Having thus achieved the initial goals of the demonstration programme, DARPA is now making it clear that its role is about to change.
The agency wants to transfer responsibility for the A160's transition from development into production to the manufacturer.
Boeing acquired Karem's Frontier Systems in May 2004, which included the rights to the A160. "What we've told Boeing is, 'You develop the business case and sell it'," says Phil Hunt, DARPA's A160 programme manager.
Interestingly, the A160's path through development is so far not unlike that of the Karem's earlier invention - the Predator unmanned air vehicle. DARPA guided both programmes through several years of development.
Demand for the Predator's capability was first registered in the Balkan wars and then exploded after the overthrow of the Taliban in Afghanistan in late 2001. At the time, the air force took over the Predator programme and has not looked back.
But DARPA is not completely abandoning the Hummingbird to its fate. For the next 12 to 18 months, the agency is funding a short, "bridge phase" flight-test programme that will expand the envelope and allow for tests of stub wings intended for carrying weapons.
DARPA also will support the A160 by flying it as a testbed for a variety of advanced sensors, to include the Forester foliage-penetrating radar.
©Andrew Doyle/Flight International
DARPA is providing bridge funding for tests of stub wings
Both follow-on deals are intended, Hunt says, to "give some time for Boeing to pick up the reins". Boeing's challenge will be finding a US government sponsor to complete development and launch production, despite the lack of any funded requirement for such an aircraft in the visible future.
"We think [the A160T] provides range and endurance very similar to some fixed-wing UAVs, but the advantage is in being able to provide persistent stare in urban environments and mountainous terrain and being able to launch and recover from unprepared sites," says Grady Eakin, Boeing business development director advanced rotorcraft, on the A160.
Eakin's obvious reference to the fixed-wing Predator UAV could be revealing. Boeing may seek to position the A160 as an alternative to helicopter UAVs, such as the Northrop Grumman RQ-8 Fire Scout, and medium-altitude fixed-wing UAVs, such as the Predator.
DARPA's Hunt views the A160 as complementary to the Fire Scout rather than a competitor.
That contrasts with the programme's history, as the army selected the Fire Scout over the Hummingbird in 2003 to fulfil the Class IV UAV requirement in the Future Combat System family of air and ground vehicles.
In 2003, the A160's development was not sufficiently mature for the army's decision-makers, who were seeking to deploy new technologies immediately.
Instead, the army and DARPA agreed to fund a joint, five-year demonstration programme to allow the A160 more time to demonstrate its performance promises.
Of the 12 A160Ts being produced, four are for DARPA and the remaining eight for Navair. The latter will be used by US Special Operations Command.
Eakin says the navy has a requirement not met by the RQ-8B and its various manned helicopters. He says the service needs a mix of manned helicopters, fixed-wing UAVs and rotary-wing UAVs.
The A160T is equipped with a two-speed transmission gearbox to enable the rotor speed to be optimised for various combinations of operating weight and altitude. "Later this year or early next year we'll do full in-flight shifting in Victorville," Eakin says.
All A160T flights to date have been conducted with the transmission in low gear, but the engine has been shifted to high gear on the ground. "It's all-composite, so it's a very light, very stiff fuselage," Eakin adds.

## Information supplied
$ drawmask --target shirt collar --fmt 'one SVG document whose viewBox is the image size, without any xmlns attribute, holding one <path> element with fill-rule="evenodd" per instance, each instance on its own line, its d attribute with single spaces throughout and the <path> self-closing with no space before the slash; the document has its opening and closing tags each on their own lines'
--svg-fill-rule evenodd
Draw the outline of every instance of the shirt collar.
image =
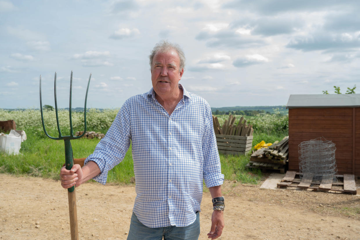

## Aim
According to the excerpt about the A160, how many of the 12 A160Ts being produced are going to Navair?

## Exercise output
Eight